» What is expected:
Repeat the material in full. Keep every line exactly as it is.

Records from a dataset:
— Start —

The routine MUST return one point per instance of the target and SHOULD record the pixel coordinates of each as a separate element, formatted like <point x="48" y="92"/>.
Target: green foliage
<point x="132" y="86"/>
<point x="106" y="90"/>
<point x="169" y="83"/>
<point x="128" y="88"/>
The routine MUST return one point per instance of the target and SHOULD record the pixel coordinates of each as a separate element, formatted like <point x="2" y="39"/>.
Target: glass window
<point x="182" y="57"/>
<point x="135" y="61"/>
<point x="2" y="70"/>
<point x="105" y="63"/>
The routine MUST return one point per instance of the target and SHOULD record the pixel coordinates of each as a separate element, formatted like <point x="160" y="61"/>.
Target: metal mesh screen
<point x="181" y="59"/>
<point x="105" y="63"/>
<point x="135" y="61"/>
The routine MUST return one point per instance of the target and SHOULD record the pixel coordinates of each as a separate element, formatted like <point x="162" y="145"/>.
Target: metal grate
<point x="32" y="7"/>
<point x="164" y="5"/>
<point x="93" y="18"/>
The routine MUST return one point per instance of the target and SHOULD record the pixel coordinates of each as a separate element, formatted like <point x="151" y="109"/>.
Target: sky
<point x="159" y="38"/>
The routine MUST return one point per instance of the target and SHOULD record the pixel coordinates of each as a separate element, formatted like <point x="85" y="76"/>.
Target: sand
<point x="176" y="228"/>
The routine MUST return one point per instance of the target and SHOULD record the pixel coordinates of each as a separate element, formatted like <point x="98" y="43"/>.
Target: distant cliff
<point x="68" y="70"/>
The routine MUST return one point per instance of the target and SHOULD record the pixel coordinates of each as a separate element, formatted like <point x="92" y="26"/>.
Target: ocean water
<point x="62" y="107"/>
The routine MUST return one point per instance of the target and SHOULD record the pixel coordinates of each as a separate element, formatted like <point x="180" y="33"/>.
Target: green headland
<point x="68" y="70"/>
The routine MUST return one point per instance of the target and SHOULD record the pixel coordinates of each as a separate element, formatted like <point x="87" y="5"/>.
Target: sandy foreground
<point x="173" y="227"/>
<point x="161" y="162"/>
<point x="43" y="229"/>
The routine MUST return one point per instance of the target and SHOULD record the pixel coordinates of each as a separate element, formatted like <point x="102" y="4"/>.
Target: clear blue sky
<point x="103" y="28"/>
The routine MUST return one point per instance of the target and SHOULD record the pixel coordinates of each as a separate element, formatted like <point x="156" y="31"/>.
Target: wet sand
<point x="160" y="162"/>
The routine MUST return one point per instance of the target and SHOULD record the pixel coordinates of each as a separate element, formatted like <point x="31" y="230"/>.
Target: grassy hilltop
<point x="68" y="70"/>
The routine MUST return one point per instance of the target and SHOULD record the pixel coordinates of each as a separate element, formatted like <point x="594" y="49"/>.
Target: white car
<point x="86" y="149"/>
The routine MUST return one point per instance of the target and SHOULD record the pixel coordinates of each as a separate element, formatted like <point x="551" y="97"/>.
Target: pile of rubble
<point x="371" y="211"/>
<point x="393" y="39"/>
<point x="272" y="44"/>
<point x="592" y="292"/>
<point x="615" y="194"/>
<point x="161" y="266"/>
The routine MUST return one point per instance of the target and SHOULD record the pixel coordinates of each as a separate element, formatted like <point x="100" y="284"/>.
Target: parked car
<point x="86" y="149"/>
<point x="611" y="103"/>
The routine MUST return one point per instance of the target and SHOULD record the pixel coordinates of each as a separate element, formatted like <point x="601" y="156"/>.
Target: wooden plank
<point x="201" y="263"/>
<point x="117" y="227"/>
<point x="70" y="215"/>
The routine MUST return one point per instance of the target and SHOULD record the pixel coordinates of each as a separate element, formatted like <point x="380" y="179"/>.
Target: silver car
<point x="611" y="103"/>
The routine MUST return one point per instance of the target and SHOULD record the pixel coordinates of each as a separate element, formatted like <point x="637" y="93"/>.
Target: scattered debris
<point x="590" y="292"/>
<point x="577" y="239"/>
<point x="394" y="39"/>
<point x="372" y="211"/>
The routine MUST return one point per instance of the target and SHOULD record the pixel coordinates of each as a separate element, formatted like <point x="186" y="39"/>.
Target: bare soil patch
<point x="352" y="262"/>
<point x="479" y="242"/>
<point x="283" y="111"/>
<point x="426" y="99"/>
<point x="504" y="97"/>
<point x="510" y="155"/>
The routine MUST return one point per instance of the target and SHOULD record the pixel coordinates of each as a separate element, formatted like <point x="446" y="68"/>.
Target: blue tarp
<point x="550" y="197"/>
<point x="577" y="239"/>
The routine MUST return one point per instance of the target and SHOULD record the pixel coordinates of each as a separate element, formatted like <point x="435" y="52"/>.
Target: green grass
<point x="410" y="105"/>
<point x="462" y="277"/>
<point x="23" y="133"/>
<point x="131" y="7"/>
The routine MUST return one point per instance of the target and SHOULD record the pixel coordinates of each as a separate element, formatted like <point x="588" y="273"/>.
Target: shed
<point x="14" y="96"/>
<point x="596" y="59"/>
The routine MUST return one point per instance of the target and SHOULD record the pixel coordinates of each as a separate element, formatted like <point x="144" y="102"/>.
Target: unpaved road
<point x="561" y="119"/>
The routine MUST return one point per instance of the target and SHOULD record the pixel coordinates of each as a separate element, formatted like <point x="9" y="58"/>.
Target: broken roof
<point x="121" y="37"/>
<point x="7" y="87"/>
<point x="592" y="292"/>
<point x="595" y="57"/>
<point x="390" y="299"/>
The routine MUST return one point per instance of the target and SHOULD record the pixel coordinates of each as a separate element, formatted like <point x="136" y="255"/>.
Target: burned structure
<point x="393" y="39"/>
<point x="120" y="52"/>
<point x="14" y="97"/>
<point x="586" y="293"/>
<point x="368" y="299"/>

— End —

» Solution to this problem:
The routine MUST return one point per instance of the target and SHOULD record the pixel coordinates of each as a separate element, formatted like <point x="48" y="92"/>.
Target: green foliage
<point x="132" y="86"/>
<point x="106" y="90"/>
<point x="169" y="83"/>
<point x="128" y="88"/>
The routine MUST return one point per instance of the target and SHOULD record the pixel coordinates of each as a separate element, formatted like <point x="2" y="39"/>.
Target: glass window
<point x="182" y="57"/>
<point x="135" y="61"/>
<point x="2" y="70"/>
<point x="105" y="63"/>
The routine MUST return one point per instance of the target and SHOULD record the pixel coordinates of each as a separate element, formatted like <point x="160" y="61"/>.
Target: metal mesh screen
<point x="181" y="59"/>
<point x="105" y="63"/>
<point x="135" y="61"/>
The routine MUST return one point per instance of the target and SHOULD record the pixel coordinates of each as a separate element, formatted like <point x="162" y="145"/>.
Target: metal grate
<point x="32" y="7"/>
<point x="164" y="5"/>
<point x="93" y="18"/>
The routine MUST return one point per instance of the target and SHOULD record the pixel coordinates of each as a separate element, formatted like <point x="151" y="109"/>.
Target: sky
<point x="159" y="38"/>
The routine MUST return one point per instance of the target and SHOULD record the pixel coordinates of each as a separate element, formatted like <point x="85" y="76"/>.
Target: sand
<point x="176" y="228"/>
The routine MUST return one point per instance of the target and SHOULD record the pixel coordinates of each as a separate element, formatted like <point x="98" y="43"/>.
Target: distant cliff
<point x="68" y="70"/>
The routine MUST return one point per instance of the target and SHOULD record the pixel coordinates of each as a separate element, formatted like <point x="92" y="26"/>.
Target: ocean water
<point x="62" y="107"/>
The routine MUST return one point per instance of the target and SHOULD record the pixel coordinates of each as a separate element, formatted like <point x="180" y="33"/>.
Target: green headland
<point x="68" y="70"/>
The routine MUST return one point per instance of the target and SHOULD record the pixel coordinates of each as a separate element, formatted like <point x="87" y="5"/>.
Target: sandy foreground
<point x="173" y="227"/>
<point x="161" y="162"/>
<point x="43" y="229"/>
The routine MUST return one point per instance of the target and SHOULD record the pixel coordinates of each as a separate element, formatted like <point x="102" y="4"/>.
Target: clear blue sky
<point x="103" y="28"/>
The routine MUST return one point per instance of the target and SHOULD record the pixel coordinates of each as a separate element, formatted like <point x="156" y="31"/>.
Target: wet sand
<point x="160" y="162"/>
The routine MUST return one point per instance of the target and SHOULD record the pixel coordinates of each as a separate element, formatted like <point x="31" y="230"/>.
Target: grassy hilltop
<point x="68" y="70"/>
The routine MUST return one point per instance of the target and SHOULD record the pixel coordinates of each as a separate element, formatted like <point x="594" y="49"/>.
Target: white car
<point x="86" y="149"/>
The routine MUST return one point per instance of the target and SHOULD record the pixel coordinates of each as a separate element, formatted like <point x="551" y="97"/>.
Target: pile of rubble
<point x="371" y="211"/>
<point x="393" y="39"/>
<point x="272" y="44"/>
<point x="592" y="292"/>
<point x="615" y="194"/>
<point x="161" y="266"/>
The routine MUST return one point per instance of the target and SHOULD record the pixel coordinates of each as a separate element, formatted like <point x="100" y="284"/>.
Target: parked car
<point x="86" y="149"/>
<point x="611" y="103"/>
The routine MUST return one point per instance of the target and SHOULD record the pixel coordinates of each as a separate element, formatted like <point x="601" y="156"/>.
Target: wooden plank
<point x="201" y="263"/>
<point x="117" y="227"/>
<point x="70" y="215"/>
The routine MUST return one point per instance of the target and SHOULD record the pixel coordinates of each as a separate element, formatted like <point x="380" y="179"/>.
Target: silver car
<point x="611" y="103"/>
The routine MUST return one point per instance of the target and SHOULD record the pixel coordinates of each as a separate element, formatted like <point x="637" y="93"/>.
Target: scattered debris
<point x="590" y="292"/>
<point x="577" y="239"/>
<point x="394" y="39"/>
<point x="372" y="211"/>
The routine MUST return one point per instance of the target and SHOULD record the pixel coordinates of each as a separate element, formatted like <point x="186" y="39"/>.
Target: bare soil patch
<point x="352" y="262"/>
<point x="479" y="242"/>
<point x="283" y="111"/>
<point x="426" y="99"/>
<point x="504" y="97"/>
<point x="510" y="155"/>
The routine MUST return one point per instance of the target and SHOULD record the pixel coordinates of each as a separate element, formatted like <point x="446" y="68"/>.
Target: blue tarp
<point x="550" y="197"/>
<point x="577" y="239"/>
The routine MUST return one point per instance of the target and SHOULD record the pixel coordinates of each as a separate element, formatted like <point x="435" y="52"/>.
Target: green grass
<point x="410" y="105"/>
<point x="462" y="277"/>
<point x="23" y="133"/>
<point x="131" y="7"/>
The routine MUST return one point per instance of the target and SHOULD record the pixel coordinates of each as a separate element, formatted like <point x="588" y="273"/>.
Target: shed
<point x="14" y="96"/>
<point x="596" y="59"/>
The routine MUST return one point per instance of the target and SHOULD record the pixel coordinates of each as a separate element, formatted like <point x="144" y="102"/>.
Target: unpaved road
<point x="561" y="119"/>
The routine MUST return one point per instance of the target and SHOULD record the pixel coordinates of each as a separate element, formatted like <point x="9" y="58"/>.
Target: broken roof
<point x="121" y="37"/>
<point x="7" y="87"/>
<point x="592" y="292"/>
<point x="595" y="57"/>
<point x="390" y="299"/>
The routine MUST return one point per instance of the target and SHOULD record the pixel coordinates of each as a separate element, formatted like <point x="136" y="255"/>.
Target: burned structure
<point x="393" y="39"/>
<point x="120" y="52"/>
<point x="14" y="97"/>
<point x="586" y="293"/>
<point x="368" y="299"/>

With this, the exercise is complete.